Exercise goal: Reproduce the entire listing word for word.

Dataset extract:

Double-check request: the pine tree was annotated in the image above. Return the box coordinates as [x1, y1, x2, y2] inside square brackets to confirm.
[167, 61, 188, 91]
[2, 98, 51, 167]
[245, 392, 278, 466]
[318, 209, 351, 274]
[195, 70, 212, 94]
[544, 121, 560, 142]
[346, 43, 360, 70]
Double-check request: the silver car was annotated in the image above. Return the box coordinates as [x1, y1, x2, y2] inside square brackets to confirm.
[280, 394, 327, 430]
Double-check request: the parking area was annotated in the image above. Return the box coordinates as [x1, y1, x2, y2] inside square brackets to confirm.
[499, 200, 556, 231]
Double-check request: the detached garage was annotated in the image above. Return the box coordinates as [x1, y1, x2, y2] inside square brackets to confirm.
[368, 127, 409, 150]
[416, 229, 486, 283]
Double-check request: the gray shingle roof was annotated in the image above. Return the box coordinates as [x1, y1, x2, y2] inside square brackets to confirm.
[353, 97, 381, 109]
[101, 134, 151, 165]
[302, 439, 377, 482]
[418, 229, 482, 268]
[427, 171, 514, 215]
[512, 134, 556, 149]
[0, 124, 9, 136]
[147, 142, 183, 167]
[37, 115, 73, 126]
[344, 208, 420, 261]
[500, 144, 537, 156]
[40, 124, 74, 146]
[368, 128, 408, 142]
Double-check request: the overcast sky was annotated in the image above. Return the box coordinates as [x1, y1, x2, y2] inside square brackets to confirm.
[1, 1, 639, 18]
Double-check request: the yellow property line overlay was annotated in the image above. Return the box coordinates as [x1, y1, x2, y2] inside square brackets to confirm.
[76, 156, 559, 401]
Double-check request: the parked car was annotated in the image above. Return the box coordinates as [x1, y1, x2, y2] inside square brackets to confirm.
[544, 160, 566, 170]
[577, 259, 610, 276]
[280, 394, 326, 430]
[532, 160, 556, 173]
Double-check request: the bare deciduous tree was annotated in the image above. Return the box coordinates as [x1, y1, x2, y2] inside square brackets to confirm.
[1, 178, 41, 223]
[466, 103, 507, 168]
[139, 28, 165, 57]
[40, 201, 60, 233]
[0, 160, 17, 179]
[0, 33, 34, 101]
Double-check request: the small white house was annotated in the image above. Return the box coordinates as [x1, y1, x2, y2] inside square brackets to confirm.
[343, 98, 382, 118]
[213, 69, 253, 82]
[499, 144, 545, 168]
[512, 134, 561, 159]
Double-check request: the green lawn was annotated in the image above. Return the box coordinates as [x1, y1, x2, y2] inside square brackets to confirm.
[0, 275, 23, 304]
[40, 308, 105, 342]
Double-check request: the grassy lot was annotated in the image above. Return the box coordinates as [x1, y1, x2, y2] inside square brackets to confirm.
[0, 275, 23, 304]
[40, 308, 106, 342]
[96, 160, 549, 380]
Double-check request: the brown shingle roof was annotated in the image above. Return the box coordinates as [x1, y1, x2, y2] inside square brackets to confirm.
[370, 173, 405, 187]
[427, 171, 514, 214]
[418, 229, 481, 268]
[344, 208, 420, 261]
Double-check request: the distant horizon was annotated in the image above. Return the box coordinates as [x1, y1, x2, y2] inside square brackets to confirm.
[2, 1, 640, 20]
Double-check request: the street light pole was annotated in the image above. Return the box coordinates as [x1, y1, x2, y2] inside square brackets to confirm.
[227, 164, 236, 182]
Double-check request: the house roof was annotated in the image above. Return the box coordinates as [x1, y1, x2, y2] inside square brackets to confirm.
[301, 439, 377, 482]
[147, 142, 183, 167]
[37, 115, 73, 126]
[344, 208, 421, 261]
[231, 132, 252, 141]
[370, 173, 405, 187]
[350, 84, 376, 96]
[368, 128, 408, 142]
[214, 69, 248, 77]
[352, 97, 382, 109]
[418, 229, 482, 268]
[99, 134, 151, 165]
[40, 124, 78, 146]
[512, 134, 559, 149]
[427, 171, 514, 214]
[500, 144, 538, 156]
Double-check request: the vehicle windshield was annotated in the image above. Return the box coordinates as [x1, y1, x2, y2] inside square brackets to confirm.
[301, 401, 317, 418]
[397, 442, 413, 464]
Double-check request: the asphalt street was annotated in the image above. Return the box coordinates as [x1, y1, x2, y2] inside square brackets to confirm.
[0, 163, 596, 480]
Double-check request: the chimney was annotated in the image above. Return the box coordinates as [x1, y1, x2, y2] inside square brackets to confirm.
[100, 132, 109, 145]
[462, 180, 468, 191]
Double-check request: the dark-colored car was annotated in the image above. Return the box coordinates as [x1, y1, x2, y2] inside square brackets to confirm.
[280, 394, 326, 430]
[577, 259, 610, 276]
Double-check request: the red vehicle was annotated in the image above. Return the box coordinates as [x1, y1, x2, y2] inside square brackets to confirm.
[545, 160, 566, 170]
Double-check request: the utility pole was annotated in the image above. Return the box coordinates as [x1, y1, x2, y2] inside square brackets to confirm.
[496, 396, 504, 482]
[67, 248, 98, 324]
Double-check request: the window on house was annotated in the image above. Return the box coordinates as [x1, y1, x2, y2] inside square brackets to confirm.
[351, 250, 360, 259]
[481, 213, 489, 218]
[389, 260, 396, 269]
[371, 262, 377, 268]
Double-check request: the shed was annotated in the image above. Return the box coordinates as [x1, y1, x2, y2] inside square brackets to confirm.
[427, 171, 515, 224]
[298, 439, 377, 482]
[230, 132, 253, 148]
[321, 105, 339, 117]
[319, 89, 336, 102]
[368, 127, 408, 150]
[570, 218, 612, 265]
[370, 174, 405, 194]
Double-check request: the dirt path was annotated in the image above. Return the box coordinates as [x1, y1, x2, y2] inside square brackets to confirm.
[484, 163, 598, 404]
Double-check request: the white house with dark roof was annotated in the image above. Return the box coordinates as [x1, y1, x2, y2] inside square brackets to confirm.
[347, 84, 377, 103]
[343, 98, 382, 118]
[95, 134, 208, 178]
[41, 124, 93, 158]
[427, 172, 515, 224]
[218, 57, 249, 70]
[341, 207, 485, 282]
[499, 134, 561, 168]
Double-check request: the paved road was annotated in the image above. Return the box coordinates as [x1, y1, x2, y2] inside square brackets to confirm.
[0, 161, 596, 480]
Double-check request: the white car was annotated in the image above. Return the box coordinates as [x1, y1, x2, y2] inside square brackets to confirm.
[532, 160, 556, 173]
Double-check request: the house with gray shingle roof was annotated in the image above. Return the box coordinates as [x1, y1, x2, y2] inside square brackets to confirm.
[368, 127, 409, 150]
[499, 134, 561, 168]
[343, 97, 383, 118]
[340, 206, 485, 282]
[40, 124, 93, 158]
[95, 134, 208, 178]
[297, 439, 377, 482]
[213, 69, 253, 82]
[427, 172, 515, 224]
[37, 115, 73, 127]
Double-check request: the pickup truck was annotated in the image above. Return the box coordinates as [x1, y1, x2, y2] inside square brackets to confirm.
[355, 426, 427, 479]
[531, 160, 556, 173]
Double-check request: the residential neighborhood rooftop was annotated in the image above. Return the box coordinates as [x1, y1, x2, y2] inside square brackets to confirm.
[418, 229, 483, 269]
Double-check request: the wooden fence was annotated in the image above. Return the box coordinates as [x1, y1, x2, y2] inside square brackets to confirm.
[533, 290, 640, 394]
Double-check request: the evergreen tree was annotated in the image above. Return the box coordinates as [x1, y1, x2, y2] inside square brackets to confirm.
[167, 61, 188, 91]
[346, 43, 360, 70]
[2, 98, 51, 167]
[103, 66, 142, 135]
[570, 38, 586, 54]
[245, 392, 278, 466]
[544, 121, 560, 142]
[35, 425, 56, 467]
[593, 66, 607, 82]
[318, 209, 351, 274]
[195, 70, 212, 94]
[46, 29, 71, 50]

Expected output:
Double-check request: the pine tree was annotated in the image above. Return the box coordinates as [x1, y1, x2, y2] inside square brackets to confirm.
[167, 61, 188, 91]
[2, 98, 51, 167]
[245, 392, 278, 466]
[318, 209, 351, 274]
[195, 70, 212, 94]
[544, 121, 560, 142]
[346, 43, 360, 70]
Double-check request: the silver car was annotated in the image above. Return the box coordinates as [x1, y1, x2, y2] inside square brackets to confirm.
[280, 394, 327, 430]
Double-check request: the parking area was annotated in the image above. Return the box coordinates as [x1, y1, x2, y2] inside square brackets to confirm.
[499, 200, 556, 231]
Double-check request: the detached garage was annotated in the image above. Return the box coordinates as [x1, y1, x2, y2] inside square brackets to confirm.
[368, 127, 409, 150]
[416, 229, 486, 283]
Double-check request: the gray shingle roof was annotated in the image above. Return the box coordinates as [x1, y1, x2, y2] inside square brackets to confirm.
[353, 97, 381, 109]
[101, 134, 151, 165]
[302, 439, 377, 482]
[418, 229, 482, 268]
[427, 171, 514, 215]
[512, 134, 556, 149]
[0, 124, 9, 136]
[147, 142, 183, 167]
[37, 115, 73, 126]
[344, 208, 420, 261]
[500, 144, 537, 156]
[40, 124, 74, 146]
[368, 128, 408, 142]
Double-check request: the overcast sky was annotated in the image above. Return the box coordinates as [x1, y1, x2, y2] inside square brackets to confirm.
[1, 1, 639, 18]
Double-check request: the yellow property line overlay was annotated in the image above. Return the box coordinates as [x1, y1, x2, y2] inside square brackets to confirm.
[76, 156, 559, 401]
Double-check request: the parked car was annotated in the image above. Return the box coordinates as [x1, y1, x2, y2] inside square brackets to confirm.
[544, 160, 566, 170]
[577, 259, 610, 276]
[280, 394, 326, 430]
[532, 160, 556, 173]
Double-check request: the bare deciduous tree was annotated in the image above. Return the box coordinates as [x1, y1, x2, y2] inside square brackets to confirm.
[1, 178, 41, 223]
[466, 103, 507, 168]
[139, 28, 165, 57]
[40, 201, 60, 233]
[0, 160, 17, 179]
[0, 33, 34, 101]
Double-check request: the small white house was annotated in the image above. Return the box coordinates as [x1, y1, x2, y2] inside square brackets to confirm.
[343, 98, 382, 118]
[213, 69, 253, 82]
[499, 144, 545, 168]
[512, 134, 561, 159]
Double-check request: the green lawn was annotated in the image above. Return the box coordinates as [x1, y1, x2, y2] inside square brackets to confirm.
[0, 275, 23, 304]
[40, 308, 105, 342]
Double-check request: the grassy lot was annotated in the image above. Return the box coordinates as [x1, y1, x2, y2] inside square brackets to confirm.
[0, 275, 23, 304]
[40, 308, 106, 342]
[96, 160, 549, 380]
Double-check request: the brown shingle roof was annotated in the image above. Return the box coordinates as [x1, y1, x2, y2] inside square brackets to confirm.
[370, 173, 405, 187]
[427, 171, 514, 214]
[418, 229, 481, 268]
[344, 208, 420, 261]
Double-check request: the distant horizon was annotated in the image above. Return the box coordinates as [x1, y1, x2, y2] inside square brackets to confirm.
[2, 1, 640, 20]
Double-check request: the street light pole was annotated in the image above. Return the box coordinates as [x1, y1, x2, y2] inside square brackets to confirm.
[227, 164, 236, 182]
Double-check request: the house roof was annotated in the image above. Return the box coordinates as [x1, y1, x2, y2] inside square brackets to confirm.
[301, 439, 377, 482]
[147, 142, 183, 167]
[37, 115, 73, 126]
[344, 208, 421, 261]
[231, 132, 252, 141]
[370, 173, 405, 187]
[350, 84, 376, 96]
[368, 128, 408, 142]
[214, 69, 248, 77]
[352, 97, 382, 109]
[418, 229, 482, 268]
[99, 134, 151, 165]
[40, 124, 78, 146]
[512, 134, 559, 149]
[427, 171, 514, 214]
[500, 144, 538, 156]
Double-check request: the vehicle windshield was annotated in the image above. Return the box coordinates as [x1, y1, x2, y2] inside square brackets to confirm.
[301, 401, 317, 418]
[397, 442, 413, 464]
Double-check request: the asphalt street was annotated in the image above. Return the box coordinates as [x1, y1, x2, y2] inside square brackets to confirm.
[0, 163, 596, 480]
Double-check request: the chimney was annotated in the image above. Return the box coordinates as [x1, y1, x2, y2] inside square brackets to confirm.
[100, 132, 109, 145]
[462, 180, 468, 191]
Double-check request: the dark-colored car was annotated in the image above. Return the box coordinates as [x1, y1, x2, y2] inside square brackets to confirm.
[280, 394, 326, 430]
[577, 259, 610, 276]
Double-check request: the red vehicle was annotated in the image above. Return the box coordinates as [x1, y1, x2, y2] inside square brackets to confirm.
[545, 160, 566, 170]
Double-check request: the utility pole was annotated in the image above. Return the box coordinates as [x1, y1, x2, y2] inside square brackets to confirm.
[496, 396, 504, 482]
[67, 248, 98, 324]
Double-check request: the window on house was annotated in the image above. Return the box coordinates as [x1, y1, x2, y2] inside square brackets to confirm.
[351, 250, 360, 259]
[481, 213, 489, 218]
[389, 260, 396, 269]
[371, 262, 377, 268]
Double-check request: the shed was annotated in the image above. Return the box coordinates as [x1, y1, x2, y2] inside square brackets to confirm.
[427, 171, 515, 224]
[298, 439, 377, 482]
[230, 132, 253, 148]
[321, 105, 339, 117]
[319, 89, 336, 102]
[368, 127, 408, 150]
[570, 218, 612, 265]
[370, 174, 405, 194]
Double-check request: the dirt path was annotated in the image above. Return the box coordinates as [x1, y1, x2, y2] inside square brackets to confirm.
[484, 163, 598, 404]
Double-check request: the white house with dark roof was annotated in the image above. Return the box coordinates as [x1, y1, x2, y2] inside square brackets to confirm.
[347, 84, 377, 103]
[343, 98, 382, 118]
[95, 134, 208, 178]
[41, 124, 93, 158]
[427, 172, 515, 224]
[218, 57, 249, 70]
[341, 207, 485, 282]
[499, 134, 561, 168]
Double-check request: the paved road was annotated in the image above. Return the box coordinates as [x1, y1, x2, y2] inside square brackets to confirm.
[0, 161, 596, 480]
Double-check request: the white car was annotated in the image above. Return the box coordinates as [x1, y1, x2, y2] inside square brackets to confirm.
[532, 160, 556, 173]
Double-check request: the house with gray shingle roof was annotated in the image above. Return the box coordinates as [x1, y1, x2, y2] inside square brackets to confirm.
[368, 127, 409, 150]
[499, 134, 561, 168]
[343, 97, 383, 118]
[340, 206, 485, 282]
[40, 124, 93, 158]
[95, 134, 208, 178]
[297, 439, 377, 482]
[213, 69, 253, 82]
[427, 172, 515, 224]
[37, 115, 73, 127]
Double-check request: the pickup truck was annotated in the image above. Return the box coordinates as [x1, y1, x2, y2] inside square brackets to confirm.
[355, 426, 427, 479]
[531, 160, 556, 173]
Double-check request: the residential neighborhood rooftop was annotated in the image above. Return the box coordinates as [x1, y1, x2, y2] inside square brackets to confirm.
[418, 229, 483, 269]
Double-check request: the wooden fence was annotated in the image above. Return the box coordinates as [x1, y1, x2, y2] inside square brackets to confirm.
[533, 290, 640, 394]
Double-check request: the evergreen tree was annotated in the image above. Return the box coordinates as [x1, y1, x2, y2] inside square brackets to confirm.
[167, 61, 188, 91]
[346, 43, 360, 70]
[2, 98, 51, 167]
[103, 66, 142, 135]
[570, 38, 586, 54]
[245, 392, 278, 466]
[544, 121, 560, 142]
[35, 425, 56, 467]
[593, 66, 607, 82]
[318, 209, 351, 274]
[195, 70, 212, 94]
[46, 29, 71, 50]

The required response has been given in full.